## Reading passage
Did Thanksgiving creep up on you this year like it did to me?  I felt like it was just sort of hanging out there, lurking in the corners, and then after all the drama we’ve had around here with the hurricane and then the Nor’easter it waited until just the right moment to pounce on me, “Ta DAH!  Remember me?  It’s holiday season again!”  (kinda sorta like we used to hide and then jump out of the dark shadows to scare the pants off of my younger siblings when we babysat them).  So, if you’re still pulling together that menu for tomorrow and are looking for colorful side dishes for that holiday table, here’s the recipe for Spiced Sweet Potatoes with Candied Pecans I came up with last year when I was invited to a potluck holiday dinner.

Sweet Potato Pancakes

This vegetable side is a combination of savory with a mild sweetness and hints of citrus and spice so that it balances out all the other foods that you might have on your table.  By using chicken stock to make the mixture creamy, I also limited the amount of butter that I put in the mashed up potatoes, keeping the dairy indulgence for the regular spuds or another helping of pie.  It is easy to transport to a potluck holiday dinner and can be made in advance and reheated just before serving it.  One of the best parts of this dish, too, is that the leftovers can be used to make these Sweet Potato Pancakes for breakfast the morning after Thanksgiving.  I might have to make a batch of this just so that I can have the extras to do just that.

Sweet Potatoes

Spiced Sweet Potatoes with Candied Pecans

Prep Time: 1 hour, more or less

Serving Size: 8-10 (see what to do with the leftovers)


4 large Sweet Potatoes

1/2 c. Chicken Stock, warmed up

3 Tbsp. unsalted Butter

1 Tbsp. Orange Zest

1/2 Orange, juiced

2 tsp. Chinese 5-Spice Powder

1/4 tsp. ground Ginger

1/2 tsp. Salt

1 pinch Black Pepper

Candied Pecans for garnish (recipe below)

1/2 c. Pecan halves

1 Tbsp. Maple Syrup

1/4 tsp. Salt


Peel the sweet potatoes and cut in to large chunks.  Place in a large pot of cold water and bring to a boil.  Turn the heat down, allow the water to simmer, and cook the potatoes through until they are tender.  You can also cook the potatoes in the microwave until tender, if you prefer.

Cooked Potatoes

With a fork or potato masher, smash up the potatoes until they are relatively smooth with almost no lumps.  Pour in the chicken stock and stir to combine with the potatoes.  Then, mix in the butter, one tablespoon at a time, making sure that the butter is fully incorporated.

## Data extract
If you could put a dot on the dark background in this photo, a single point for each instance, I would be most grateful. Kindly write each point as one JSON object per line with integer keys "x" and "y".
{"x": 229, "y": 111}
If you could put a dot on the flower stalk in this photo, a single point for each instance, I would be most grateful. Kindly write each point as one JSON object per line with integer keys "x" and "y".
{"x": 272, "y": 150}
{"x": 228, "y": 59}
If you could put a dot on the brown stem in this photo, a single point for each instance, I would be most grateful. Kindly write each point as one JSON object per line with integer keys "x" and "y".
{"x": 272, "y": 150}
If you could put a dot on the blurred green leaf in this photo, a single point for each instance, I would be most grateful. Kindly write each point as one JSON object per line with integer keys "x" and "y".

---

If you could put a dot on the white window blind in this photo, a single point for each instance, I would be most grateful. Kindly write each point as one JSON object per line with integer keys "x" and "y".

## What is asked
**a.** Reproduce, word for word, the part of the Thanksgiving sweet potato recipe that runs from "This vegetable side" up to and including "do just that.".
**b.** Write the next part of the Thanksgiving sweet potato recipe, picking up right after its final sentence.

## Answers by task
**a.**
This vegetable side is a combination of savory with a mild sweetness and hints of citrus and spice so that it balances out all the other foods that you might have on your table.  By using chicken stock to make the mixture creamy, I also limited the amount of butter that I put in the mashed up potatoes, keeping the dairy indulgence for the regular spuds or another helping of pie.  It is easy to transport to a potluck holiday dinner and can be made in advance and reheated just before serving it.  One of the best parts of this dish, too, is that the leftovers can be used to make these Sweet Potato Pancakes for breakfast the morning after Thanksgiving.  I might have to make a batch of this just so that I can have the extras to do just that.

**b.**
Mashed Sweet Potatoes with Butter

Add the orange zest and juice, the spices, and the salt and pepper and mix well.  Taste.  Adjust the seasoning as necessary.  The flavor should be slightly citrusy, mildly creamy, and have a pleasant backnote of warmth and spice tones.

Mixed Sweet Potato Mash

Spread the potatoes evenly into a baking or serving dish.  This recipe made a good-sized portion of a sweet potato side dish plus some leftovers.  It can be made in advance and then reheated just before it is served.

Spiced Sweet Potatoes

Before serving it, decorate the top with the Candied Pecans.  Make a few extras to nibble on while waiting for the guests to arrive.

Spiced Sweet Potatoes with Candied Pecans

Candied Pecans

Prep Time: 5-10 minutes

Serving Size: 1/2 cup


1/2 c. Pecan halves

1 Tbsp. Maple Syrup

1/4 tsp. Salt


Place pecans in a non-stick skillet over medium heat.  Dry roast them for a couple of minutes until they just start to change color and become fragrant.  Toss them briefly to make sure that they pick up a bit of color on the other side as well.  Then, turn the heat down to medium-low and pour in the maple syrup.  It will bubble up.  Stir immediately with a wooden spoon to make sure that all the pecans are coated in the syrup, but don’t let them clump together.

Let the mixture cook for about 30 seconds to allow the syrup to stick to the pecans.  Turn off the heat, and add salt to season.  Please let the pecans cool down before testing them as they’ll be very, very hot coming out of the pan.  Cool on parchment paper, separating the pecans so that they don’t end up in one giant, sticky mass.

Candied Pecans

Buon appetito e Buona Festa!

Sweet Potato Pancakes with Pecans

Now, that you’ve picked over the turkey carcass, made sandwiches of mashed potatoes, gravy, cranberry, and stuffing, and finished off the last of that pie, there’s just a few things left to polish off from this year’s Thanksgiving feast.  One of these is likely to be the remnants of the sweet potato dish.  For the potluck I went to this year, I was asked to bring along a creation using this vegetable.  I had about a cup of the potatoes that didn’t fit in to the serving platter I was bringing to the party.  So I decided to whip up a batch of Sweet Potato Pancakes using the leftovers.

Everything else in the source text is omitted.